[Entries from a point annotation set]

>>>

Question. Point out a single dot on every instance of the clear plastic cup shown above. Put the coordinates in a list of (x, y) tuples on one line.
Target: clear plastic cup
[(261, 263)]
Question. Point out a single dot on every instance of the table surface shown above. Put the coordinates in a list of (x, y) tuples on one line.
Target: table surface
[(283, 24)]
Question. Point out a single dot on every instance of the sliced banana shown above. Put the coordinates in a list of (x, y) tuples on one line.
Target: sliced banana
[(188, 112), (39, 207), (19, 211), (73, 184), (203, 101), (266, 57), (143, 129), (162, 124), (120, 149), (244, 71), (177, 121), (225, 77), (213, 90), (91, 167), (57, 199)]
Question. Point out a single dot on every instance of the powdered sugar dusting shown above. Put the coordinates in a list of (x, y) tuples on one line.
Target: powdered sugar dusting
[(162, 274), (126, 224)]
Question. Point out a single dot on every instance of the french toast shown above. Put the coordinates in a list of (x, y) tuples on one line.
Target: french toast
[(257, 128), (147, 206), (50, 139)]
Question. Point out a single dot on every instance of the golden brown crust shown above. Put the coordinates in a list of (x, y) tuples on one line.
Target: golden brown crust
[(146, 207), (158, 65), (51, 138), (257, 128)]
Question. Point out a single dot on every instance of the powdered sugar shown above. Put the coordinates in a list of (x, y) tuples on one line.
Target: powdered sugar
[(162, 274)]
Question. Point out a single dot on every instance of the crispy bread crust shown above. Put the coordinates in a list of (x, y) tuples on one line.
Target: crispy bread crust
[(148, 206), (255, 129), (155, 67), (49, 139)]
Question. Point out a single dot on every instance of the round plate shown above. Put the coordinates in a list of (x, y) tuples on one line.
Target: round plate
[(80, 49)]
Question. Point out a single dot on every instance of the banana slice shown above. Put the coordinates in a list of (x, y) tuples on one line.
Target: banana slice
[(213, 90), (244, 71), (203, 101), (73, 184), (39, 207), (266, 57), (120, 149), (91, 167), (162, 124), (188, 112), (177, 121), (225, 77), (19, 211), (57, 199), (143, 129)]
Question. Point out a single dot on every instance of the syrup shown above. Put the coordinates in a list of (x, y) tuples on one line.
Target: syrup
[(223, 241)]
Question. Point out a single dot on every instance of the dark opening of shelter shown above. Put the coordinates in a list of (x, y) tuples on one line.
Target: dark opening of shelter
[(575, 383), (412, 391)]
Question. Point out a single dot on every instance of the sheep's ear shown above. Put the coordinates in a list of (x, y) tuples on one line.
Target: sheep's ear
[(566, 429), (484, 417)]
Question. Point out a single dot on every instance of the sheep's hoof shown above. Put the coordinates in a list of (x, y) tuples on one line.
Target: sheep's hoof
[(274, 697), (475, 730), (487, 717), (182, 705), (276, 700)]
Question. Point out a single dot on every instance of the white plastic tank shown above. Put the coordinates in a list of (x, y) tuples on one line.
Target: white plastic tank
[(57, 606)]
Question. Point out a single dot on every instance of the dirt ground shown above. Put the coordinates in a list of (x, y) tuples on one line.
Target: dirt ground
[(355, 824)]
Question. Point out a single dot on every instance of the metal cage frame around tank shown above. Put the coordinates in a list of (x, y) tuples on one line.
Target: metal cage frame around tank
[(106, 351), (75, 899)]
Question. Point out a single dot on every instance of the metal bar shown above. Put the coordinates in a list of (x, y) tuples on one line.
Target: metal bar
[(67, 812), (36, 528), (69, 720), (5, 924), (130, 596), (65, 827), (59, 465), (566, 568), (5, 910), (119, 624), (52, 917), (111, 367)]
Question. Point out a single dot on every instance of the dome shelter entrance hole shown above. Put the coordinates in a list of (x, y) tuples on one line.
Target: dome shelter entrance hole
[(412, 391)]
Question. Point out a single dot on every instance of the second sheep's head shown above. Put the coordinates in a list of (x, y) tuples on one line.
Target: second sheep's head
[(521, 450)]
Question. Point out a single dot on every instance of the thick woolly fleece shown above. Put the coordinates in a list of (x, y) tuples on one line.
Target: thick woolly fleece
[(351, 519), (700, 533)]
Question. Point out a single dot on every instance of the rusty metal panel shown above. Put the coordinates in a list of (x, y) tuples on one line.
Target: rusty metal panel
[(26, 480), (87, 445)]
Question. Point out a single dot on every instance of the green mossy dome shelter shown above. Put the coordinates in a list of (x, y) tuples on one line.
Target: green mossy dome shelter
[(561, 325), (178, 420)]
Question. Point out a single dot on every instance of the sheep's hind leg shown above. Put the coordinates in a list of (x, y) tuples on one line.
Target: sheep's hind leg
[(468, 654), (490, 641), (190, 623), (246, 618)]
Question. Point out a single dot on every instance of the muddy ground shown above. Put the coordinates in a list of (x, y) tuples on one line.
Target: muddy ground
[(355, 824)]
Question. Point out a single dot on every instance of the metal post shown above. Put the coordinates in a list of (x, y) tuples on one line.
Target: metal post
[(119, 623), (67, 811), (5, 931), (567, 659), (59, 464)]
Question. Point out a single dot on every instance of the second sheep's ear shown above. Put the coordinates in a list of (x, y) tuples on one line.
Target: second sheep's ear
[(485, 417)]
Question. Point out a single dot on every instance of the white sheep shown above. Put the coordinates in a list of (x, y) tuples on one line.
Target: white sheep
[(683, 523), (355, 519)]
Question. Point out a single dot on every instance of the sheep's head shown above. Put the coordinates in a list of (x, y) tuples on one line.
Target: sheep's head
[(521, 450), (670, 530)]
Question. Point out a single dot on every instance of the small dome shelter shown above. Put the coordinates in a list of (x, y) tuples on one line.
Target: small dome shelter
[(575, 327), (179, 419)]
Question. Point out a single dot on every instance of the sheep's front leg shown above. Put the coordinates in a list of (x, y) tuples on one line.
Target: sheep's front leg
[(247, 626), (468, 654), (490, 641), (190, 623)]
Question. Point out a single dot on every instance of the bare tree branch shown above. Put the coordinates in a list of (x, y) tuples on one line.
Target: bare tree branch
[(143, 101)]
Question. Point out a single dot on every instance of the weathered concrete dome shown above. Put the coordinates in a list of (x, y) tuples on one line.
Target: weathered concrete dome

<<<

Rewrite the lines from the one containing "the sheep's head" through the one containing "[(521, 450), (670, 530)]", both included, keeping every request and multiplying each coordinate in the answers by 1.15, rounded to whole numbers with halves rounded up.

Question. Point out a single dot on every instance of the sheep's head shown above. Put the coordinates in a list of (x, y) tuples on one line.
Target: sheep's head
[(599, 518), (771, 610)]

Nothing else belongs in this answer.